TASK INSTRUCTIONS: Exactly reproduce each line of the listing that follows.

══ THE DATA ══

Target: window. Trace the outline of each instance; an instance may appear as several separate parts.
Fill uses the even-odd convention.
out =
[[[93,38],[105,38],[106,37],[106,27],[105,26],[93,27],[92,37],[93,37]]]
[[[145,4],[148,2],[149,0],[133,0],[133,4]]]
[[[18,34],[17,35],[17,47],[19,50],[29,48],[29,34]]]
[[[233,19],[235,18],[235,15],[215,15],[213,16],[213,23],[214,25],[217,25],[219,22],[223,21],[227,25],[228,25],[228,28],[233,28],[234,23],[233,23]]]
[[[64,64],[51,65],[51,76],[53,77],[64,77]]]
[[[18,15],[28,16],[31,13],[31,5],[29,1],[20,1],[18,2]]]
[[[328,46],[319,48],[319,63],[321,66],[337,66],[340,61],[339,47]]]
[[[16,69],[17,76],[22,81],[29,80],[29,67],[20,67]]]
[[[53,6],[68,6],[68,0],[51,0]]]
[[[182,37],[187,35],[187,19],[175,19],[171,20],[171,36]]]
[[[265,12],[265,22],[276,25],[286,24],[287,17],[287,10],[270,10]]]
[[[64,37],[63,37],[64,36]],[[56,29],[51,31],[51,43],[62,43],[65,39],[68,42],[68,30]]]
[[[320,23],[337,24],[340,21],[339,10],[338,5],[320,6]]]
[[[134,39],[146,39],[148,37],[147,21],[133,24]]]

═══

WRITTEN SOLUTION:
Target: window. Trace the outline of each instance; an instance may appear as several separate parts.
Fill uses the even-odd convention.
out =
[[[93,38],[105,38],[106,37],[106,27],[105,26],[93,27],[92,37],[93,37]]]
[[[145,4],[148,2],[149,0],[133,0],[133,4]]]
[[[18,34],[17,35],[17,47],[19,50],[29,48],[29,34]]]
[[[233,19],[235,18],[235,15],[215,15],[213,16],[213,23],[214,25],[217,25],[219,22],[223,21],[227,25],[228,25],[228,28],[233,28],[234,23],[233,23]]]
[[[64,64],[51,65],[51,76],[53,77],[64,77]]]
[[[18,15],[28,16],[31,13],[31,5],[29,1],[20,1],[18,2]]]
[[[328,46],[319,48],[319,63],[321,66],[337,66],[340,61],[339,47]]]
[[[16,69],[17,76],[22,81],[29,80],[29,67],[20,67]]]
[[[53,6],[68,6],[68,0],[51,0]]]
[[[182,37],[187,35],[187,19],[175,19],[171,20],[171,36]]]
[[[265,12],[265,22],[276,25],[286,24],[287,17],[287,10],[270,10]]]
[[[64,37],[63,37],[64,36]],[[56,29],[51,31],[51,43],[62,43],[65,39],[68,42],[68,30]]]
[[[320,23],[337,24],[340,21],[339,10],[338,5],[320,6]]]
[[[134,39],[146,39],[148,37],[147,21],[133,24]]]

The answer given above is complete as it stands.